> ENUNCIADO
Explica por qué quien habla en el texto sobre el ciego de Jericó se compara con ese ciego.

**** TEXTO EXTRAÍDO ****

Pasa Jesús Nazareno.
Entonces gritó: ¡Jesús, Hijo de David, ten compasión de mí! Los que iban
delante le regañaban para que se callara, pero él gritaba más fuerte (Lc 18,
38-39).
Jesús, oigo voces. Como el ciego de
Jericó, en mi oscuridad oigo voces a mi alrededor. Unas voces, las de los que
se dicen mis amigos —pero en el fondo sólo buscan cómplices, compinches—,
quieren que no hable de Dios (lo llaman supersticiones). Quieren que me calle y
me regañan: Muchos lo regañaban para que se callara. Otras voces, las de mis
amigos de verdad, los que me quieren, me ponen delante de ti: Ánimo, levántate,
que te llama. ¿A quiénes hago caso?
Jesús, a mí no me calla ni mi abuela (que,
por cierto, es una santa).

**** REGISTROS ****

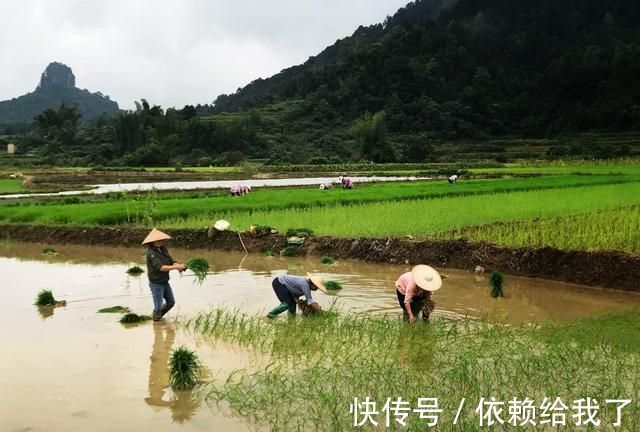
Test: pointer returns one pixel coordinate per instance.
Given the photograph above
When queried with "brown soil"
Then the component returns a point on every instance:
(606, 269)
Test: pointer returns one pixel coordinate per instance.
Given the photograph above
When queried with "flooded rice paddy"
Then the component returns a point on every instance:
(72, 369)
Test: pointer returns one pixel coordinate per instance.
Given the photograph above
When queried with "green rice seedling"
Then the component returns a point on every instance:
(327, 260)
(184, 369)
(496, 283)
(200, 267)
(299, 232)
(49, 250)
(45, 298)
(114, 309)
(132, 318)
(291, 250)
(135, 271)
(333, 285)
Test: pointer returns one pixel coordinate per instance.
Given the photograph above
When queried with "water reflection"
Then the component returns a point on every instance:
(183, 404)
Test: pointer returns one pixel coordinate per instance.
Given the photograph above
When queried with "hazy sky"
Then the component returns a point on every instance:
(170, 52)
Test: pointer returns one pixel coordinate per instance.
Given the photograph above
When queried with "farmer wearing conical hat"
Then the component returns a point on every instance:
(159, 264)
(290, 288)
(414, 290)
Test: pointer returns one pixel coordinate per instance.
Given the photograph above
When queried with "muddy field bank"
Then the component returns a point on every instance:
(606, 269)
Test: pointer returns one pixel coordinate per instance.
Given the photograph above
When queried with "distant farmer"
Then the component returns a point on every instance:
(414, 290)
(290, 288)
(347, 183)
(235, 190)
(159, 264)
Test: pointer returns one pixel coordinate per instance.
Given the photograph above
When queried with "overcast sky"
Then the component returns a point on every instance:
(170, 52)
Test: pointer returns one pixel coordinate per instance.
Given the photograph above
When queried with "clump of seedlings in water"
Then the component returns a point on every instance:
(135, 271)
(496, 282)
(291, 250)
(132, 318)
(46, 298)
(333, 285)
(49, 250)
(184, 369)
(327, 260)
(114, 309)
(199, 266)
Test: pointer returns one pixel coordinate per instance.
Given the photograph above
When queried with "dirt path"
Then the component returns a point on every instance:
(606, 269)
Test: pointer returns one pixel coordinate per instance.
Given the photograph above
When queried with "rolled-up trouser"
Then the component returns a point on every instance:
(285, 298)
(416, 305)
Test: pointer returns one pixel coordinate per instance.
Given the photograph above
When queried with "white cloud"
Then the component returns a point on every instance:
(170, 52)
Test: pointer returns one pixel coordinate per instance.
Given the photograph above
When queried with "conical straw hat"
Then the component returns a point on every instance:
(317, 281)
(426, 277)
(155, 235)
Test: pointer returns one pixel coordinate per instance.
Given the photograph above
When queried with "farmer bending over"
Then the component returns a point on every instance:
(159, 264)
(289, 288)
(414, 290)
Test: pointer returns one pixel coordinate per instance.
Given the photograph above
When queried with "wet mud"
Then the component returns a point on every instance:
(615, 270)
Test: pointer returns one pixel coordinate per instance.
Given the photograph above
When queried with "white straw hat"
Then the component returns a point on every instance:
(155, 235)
(426, 277)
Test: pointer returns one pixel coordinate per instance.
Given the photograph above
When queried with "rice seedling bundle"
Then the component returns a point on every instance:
(199, 266)
(184, 369)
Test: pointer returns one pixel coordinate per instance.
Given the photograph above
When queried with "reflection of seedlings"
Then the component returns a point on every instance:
(199, 266)
(327, 260)
(496, 282)
(49, 250)
(333, 285)
(135, 271)
(114, 309)
(184, 369)
(132, 318)
(46, 298)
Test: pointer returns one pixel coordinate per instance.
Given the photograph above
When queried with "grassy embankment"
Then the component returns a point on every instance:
(317, 366)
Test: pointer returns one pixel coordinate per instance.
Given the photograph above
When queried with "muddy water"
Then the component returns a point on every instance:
(213, 184)
(71, 369)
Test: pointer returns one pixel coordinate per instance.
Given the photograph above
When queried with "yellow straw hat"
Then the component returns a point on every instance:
(317, 281)
(155, 235)
(426, 277)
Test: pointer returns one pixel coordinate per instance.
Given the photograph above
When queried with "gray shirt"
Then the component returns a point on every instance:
(297, 286)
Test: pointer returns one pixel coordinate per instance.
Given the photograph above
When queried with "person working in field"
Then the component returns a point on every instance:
(290, 288)
(159, 264)
(414, 290)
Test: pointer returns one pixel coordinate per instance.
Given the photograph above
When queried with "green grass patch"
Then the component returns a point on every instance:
(184, 369)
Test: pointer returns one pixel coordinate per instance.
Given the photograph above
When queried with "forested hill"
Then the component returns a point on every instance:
(57, 86)
(476, 68)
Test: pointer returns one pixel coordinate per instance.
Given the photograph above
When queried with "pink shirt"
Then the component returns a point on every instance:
(408, 287)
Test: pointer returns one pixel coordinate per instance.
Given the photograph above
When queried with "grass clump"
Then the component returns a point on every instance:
(135, 271)
(327, 260)
(184, 369)
(496, 282)
(49, 250)
(333, 285)
(132, 318)
(291, 250)
(45, 298)
(114, 309)
(199, 266)
(299, 232)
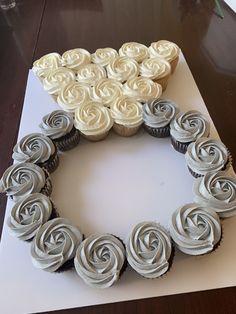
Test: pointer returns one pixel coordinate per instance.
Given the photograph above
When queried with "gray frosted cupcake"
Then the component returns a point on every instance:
(186, 128)
(55, 244)
(206, 154)
(217, 190)
(157, 115)
(195, 229)
(22, 179)
(38, 149)
(29, 214)
(100, 260)
(59, 126)
(149, 249)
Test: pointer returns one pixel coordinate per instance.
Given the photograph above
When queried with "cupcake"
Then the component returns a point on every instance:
(217, 190)
(22, 179)
(127, 115)
(90, 74)
(149, 250)
(103, 56)
(206, 154)
(106, 91)
(156, 69)
(122, 68)
(54, 246)
(186, 128)
(142, 89)
(59, 127)
(38, 149)
(195, 229)
(157, 115)
(100, 260)
(134, 50)
(93, 120)
(72, 95)
(29, 214)
(74, 58)
(167, 50)
(45, 64)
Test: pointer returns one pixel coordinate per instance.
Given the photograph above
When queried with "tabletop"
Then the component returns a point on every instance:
(36, 27)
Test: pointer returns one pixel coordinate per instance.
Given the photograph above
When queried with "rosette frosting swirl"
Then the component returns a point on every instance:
(134, 50)
(149, 249)
(45, 64)
(218, 191)
(189, 126)
(57, 124)
(206, 154)
(56, 79)
(99, 260)
(122, 68)
(159, 112)
(22, 179)
(28, 215)
(72, 95)
(195, 229)
(55, 243)
(143, 89)
(34, 147)
(92, 118)
(90, 74)
(103, 56)
(74, 58)
(127, 111)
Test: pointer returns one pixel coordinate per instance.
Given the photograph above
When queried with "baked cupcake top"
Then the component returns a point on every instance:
(159, 112)
(134, 50)
(164, 49)
(122, 68)
(55, 243)
(45, 64)
(56, 79)
(155, 68)
(57, 124)
(28, 215)
(218, 191)
(74, 58)
(206, 154)
(99, 260)
(143, 89)
(92, 118)
(107, 90)
(22, 179)
(195, 229)
(90, 74)
(127, 111)
(72, 95)
(103, 56)
(34, 147)
(148, 249)
(189, 126)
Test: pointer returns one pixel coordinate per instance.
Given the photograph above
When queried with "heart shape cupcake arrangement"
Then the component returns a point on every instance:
(120, 91)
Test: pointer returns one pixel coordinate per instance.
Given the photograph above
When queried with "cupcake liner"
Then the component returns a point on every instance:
(68, 141)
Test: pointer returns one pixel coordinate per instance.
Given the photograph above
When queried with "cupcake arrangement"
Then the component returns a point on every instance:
(119, 91)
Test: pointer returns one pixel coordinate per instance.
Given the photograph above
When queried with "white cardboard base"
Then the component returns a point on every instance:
(110, 186)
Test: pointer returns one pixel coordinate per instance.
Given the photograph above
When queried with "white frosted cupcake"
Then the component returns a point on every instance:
(93, 120)
(74, 58)
(167, 50)
(90, 74)
(143, 89)
(127, 114)
(103, 56)
(134, 50)
(122, 68)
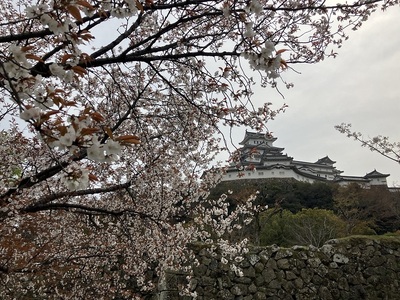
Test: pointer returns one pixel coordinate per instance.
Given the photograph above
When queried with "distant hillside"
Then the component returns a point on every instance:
(288, 193)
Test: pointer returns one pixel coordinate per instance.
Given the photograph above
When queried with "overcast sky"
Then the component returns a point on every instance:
(361, 86)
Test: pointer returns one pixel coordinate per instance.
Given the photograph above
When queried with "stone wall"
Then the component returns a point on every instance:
(351, 268)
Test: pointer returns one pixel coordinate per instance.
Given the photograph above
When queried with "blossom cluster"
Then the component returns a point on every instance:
(265, 60)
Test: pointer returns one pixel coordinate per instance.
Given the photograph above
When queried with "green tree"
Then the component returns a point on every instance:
(307, 227)
(314, 227)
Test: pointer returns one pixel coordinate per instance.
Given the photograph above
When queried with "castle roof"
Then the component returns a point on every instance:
(257, 135)
(375, 174)
(325, 161)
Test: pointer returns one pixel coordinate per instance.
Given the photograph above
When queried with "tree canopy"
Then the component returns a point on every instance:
(111, 111)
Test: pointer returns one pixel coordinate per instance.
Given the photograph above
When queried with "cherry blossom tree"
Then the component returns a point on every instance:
(380, 144)
(111, 110)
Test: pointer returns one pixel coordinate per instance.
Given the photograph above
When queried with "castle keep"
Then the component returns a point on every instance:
(259, 158)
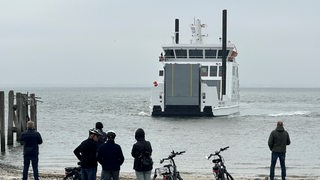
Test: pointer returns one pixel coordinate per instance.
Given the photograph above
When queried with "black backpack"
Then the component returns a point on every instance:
(146, 160)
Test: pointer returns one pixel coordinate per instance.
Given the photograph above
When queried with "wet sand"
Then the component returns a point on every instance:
(8, 172)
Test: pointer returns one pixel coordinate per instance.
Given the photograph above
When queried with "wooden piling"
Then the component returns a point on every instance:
(33, 109)
(11, 118)
(2, 121)
(18, 114)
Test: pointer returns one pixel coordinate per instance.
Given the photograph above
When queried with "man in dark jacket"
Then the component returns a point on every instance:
(140, 148)
(103, 138)
(31, 140)
(278, 140)
(86, 153)
(110, 157)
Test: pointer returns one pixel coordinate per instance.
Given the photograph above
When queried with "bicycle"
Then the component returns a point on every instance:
(219, 169)
(73, 173)
(169, 171)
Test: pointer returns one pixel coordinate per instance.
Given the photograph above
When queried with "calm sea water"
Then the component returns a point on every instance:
(66, 114)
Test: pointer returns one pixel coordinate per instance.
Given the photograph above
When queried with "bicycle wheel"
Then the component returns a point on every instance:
(228, 176)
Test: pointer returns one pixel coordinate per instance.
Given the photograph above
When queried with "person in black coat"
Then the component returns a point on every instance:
(110, 156)
(86, 153)
(31, 140)
(140, 148)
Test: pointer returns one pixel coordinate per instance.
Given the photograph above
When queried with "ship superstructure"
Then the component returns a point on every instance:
(197, 79)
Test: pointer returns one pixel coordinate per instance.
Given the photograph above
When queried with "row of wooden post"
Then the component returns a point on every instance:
(18, 115)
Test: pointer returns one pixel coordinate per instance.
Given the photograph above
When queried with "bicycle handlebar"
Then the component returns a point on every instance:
(172, 155)
(218, 152)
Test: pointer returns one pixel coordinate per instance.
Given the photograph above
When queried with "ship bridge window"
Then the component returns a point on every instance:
(181, 53)
(195, 53)
(210, 53)
(220, 53)
(169, 53)
(204, 71)
(213, 71)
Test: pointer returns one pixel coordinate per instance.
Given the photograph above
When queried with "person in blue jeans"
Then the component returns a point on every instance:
(86, 153)
(31, 140)
(278, 141)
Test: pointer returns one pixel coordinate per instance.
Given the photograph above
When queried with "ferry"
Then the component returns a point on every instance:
(197, 79)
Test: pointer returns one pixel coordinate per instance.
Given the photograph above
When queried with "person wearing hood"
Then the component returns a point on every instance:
(31, 140)
(139, 149)
(278, 141)
(110, 157)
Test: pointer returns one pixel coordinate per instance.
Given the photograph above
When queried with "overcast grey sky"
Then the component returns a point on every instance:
(117, 43)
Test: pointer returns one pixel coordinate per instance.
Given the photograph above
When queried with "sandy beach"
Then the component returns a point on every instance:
(8, 172)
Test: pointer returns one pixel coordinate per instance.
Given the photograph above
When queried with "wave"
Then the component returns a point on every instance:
(294, 113)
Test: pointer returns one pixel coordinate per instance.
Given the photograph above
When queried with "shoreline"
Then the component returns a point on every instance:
(9, 172)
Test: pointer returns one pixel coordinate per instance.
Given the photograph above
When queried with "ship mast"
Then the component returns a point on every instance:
(196, 31)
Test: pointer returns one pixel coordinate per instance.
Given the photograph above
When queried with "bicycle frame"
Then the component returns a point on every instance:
(219, 169)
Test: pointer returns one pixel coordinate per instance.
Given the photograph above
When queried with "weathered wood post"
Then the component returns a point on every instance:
(11, 118)
(24, 111)
(33, 109)
(3, 143)
(18, 114)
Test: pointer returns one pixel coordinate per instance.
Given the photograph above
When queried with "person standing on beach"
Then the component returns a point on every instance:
(103, 138)
(139, 149)
(110, 157)
(86, 153)
(31, 140)
(278, 141)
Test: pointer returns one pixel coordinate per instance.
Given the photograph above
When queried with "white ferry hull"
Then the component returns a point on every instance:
(196, 79)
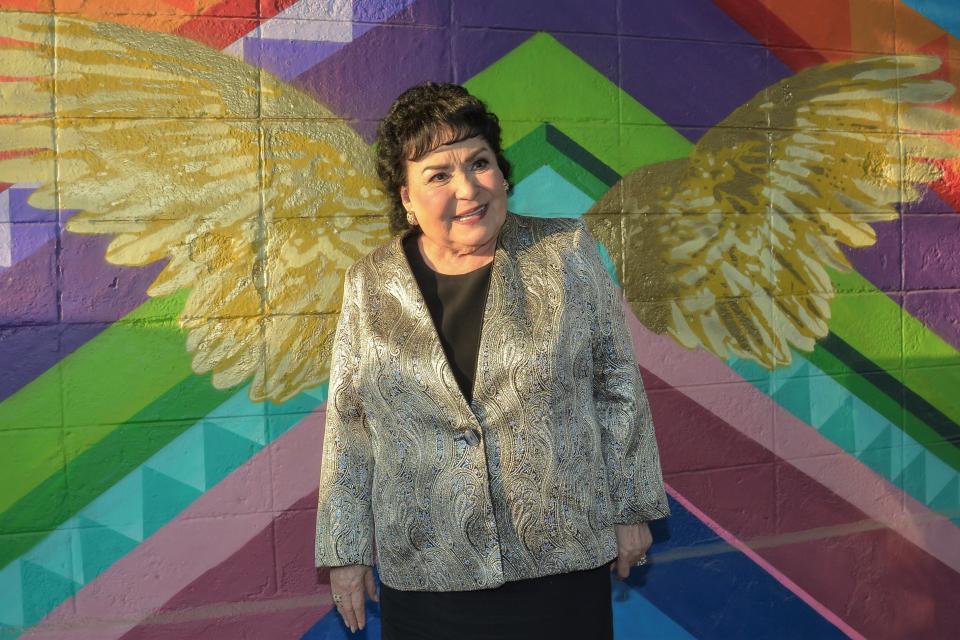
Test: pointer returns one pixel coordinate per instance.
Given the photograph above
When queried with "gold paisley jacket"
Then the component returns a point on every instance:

****

> RESPUESTA
Porque, igual que el ciego de Jericó, oye voces a su alrededor en su oscuridad. Unas voces, las de quienes se dicen sus amigos, quieren que se calle y no hable de Dios. Otras, las de sus amigos de verdad, le ponen delante de Jesús.